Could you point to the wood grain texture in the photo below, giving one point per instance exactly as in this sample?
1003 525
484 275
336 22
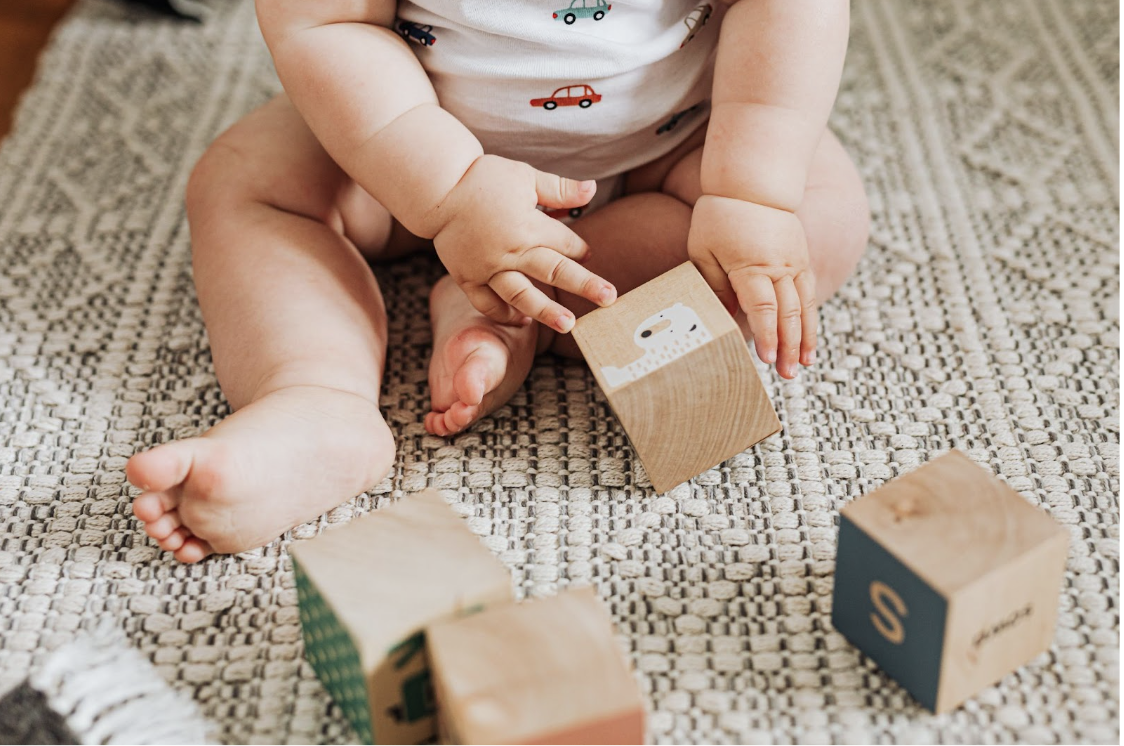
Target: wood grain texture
386 584
25 27
703 401
996 561
952 502
544 671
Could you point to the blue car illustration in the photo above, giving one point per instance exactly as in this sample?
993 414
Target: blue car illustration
417 33
595 9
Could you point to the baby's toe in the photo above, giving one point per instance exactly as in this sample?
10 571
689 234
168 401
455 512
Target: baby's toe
163 526
162 467
151 506
193 549
461 415
174 540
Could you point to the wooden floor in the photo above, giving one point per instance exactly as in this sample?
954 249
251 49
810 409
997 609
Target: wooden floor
25 26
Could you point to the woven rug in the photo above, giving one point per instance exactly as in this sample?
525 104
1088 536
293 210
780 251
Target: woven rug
984 317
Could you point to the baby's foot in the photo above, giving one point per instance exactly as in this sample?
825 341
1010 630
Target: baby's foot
278 462
477 363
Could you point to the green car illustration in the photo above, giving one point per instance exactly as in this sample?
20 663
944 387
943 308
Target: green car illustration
595 9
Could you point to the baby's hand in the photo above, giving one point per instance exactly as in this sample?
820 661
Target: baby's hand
757 257
493 243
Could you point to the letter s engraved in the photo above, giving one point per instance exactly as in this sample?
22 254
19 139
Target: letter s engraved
886 621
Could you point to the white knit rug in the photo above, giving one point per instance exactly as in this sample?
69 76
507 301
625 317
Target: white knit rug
984 317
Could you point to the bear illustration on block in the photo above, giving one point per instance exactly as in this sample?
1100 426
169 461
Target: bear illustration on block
664 336
674 366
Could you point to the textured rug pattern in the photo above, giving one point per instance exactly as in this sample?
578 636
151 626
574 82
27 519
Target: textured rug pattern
984 317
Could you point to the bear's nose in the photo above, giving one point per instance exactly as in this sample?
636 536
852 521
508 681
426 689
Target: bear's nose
659 326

Work required:
Repeat the records above verbatim, with no pictures in the result.

Response for this exercise:
Could you point to the wood grain texture in the photo below, giving one point per instance exactly as in this sample?
1003 525
484 275
336 22
Target: wood grain texture
386 584
25 27
703 401
996 561
952 502
544 671
Could you point to the blue car illustration in the photo above, giving one point per instance exactly as in this sample?
993 414
Target: blue car illustration
417 33
595 9
Could you point to the baby's toe in the photo above, giving one point per instance exactly as in this sample?
10 571
689 234
168 401
455 512
Target: baby's toe
163 526
162 467
151 506
193 549
461 415
174 540
Could you point to the wooden floor in the photo above, giving one point per instance exactly as in this sample?
954 249
251 49
810 409
997 609
Target: wooden floor
25 26
Could you point to the woven rug in the photo above, giving one point per instance exactly as in this sample?
525 104
1088 536
293 210
780 251
Target: woven rug
984 317
Could you point to the baby's foot in the photo above, giving one point per instance exactly as in this sample?
825 341
1010 630
Target: baby's foot
278 462
477 363
Could you point to the green car illustration in the photo above, giving one point per instance exactly as in this sample?
20 663
944 387
943 308
Target: green car illustration
595 9
Could you point to the baby's hand in the photo above, giving one point per instance exactly as in this sample?
820 661
Target: baby's hand
757 257
493 243
Could you point to the letter s engraved in the photo above, giving one point per instance exactly as in this sample?
22 254
19 139
Target: letter s engraved
886 621
Could you point to the white knit rug in the photo above, giving one point per instance exactly as in this sample?
69 76
507 301
625 317
Target: white knit rug
984 317
Could you point to the bear illustration on block in the photo above, giving one point per instance exactly as in this sample?
1100 426
169 461
Target: bear illustration on block
664 336
674 366
Could you point to the textured rug pattern in the photo above, giving one point per instance exactly as in this sample?
578 636
151 626
574 82
27 519
Target: textured rug pattern
984 317
Could you point to the bear's nose in the photo above, giving one point per instance exactly as in this sample?
636 536
852 521
508 681
426 689
Target: bear's nose
659 326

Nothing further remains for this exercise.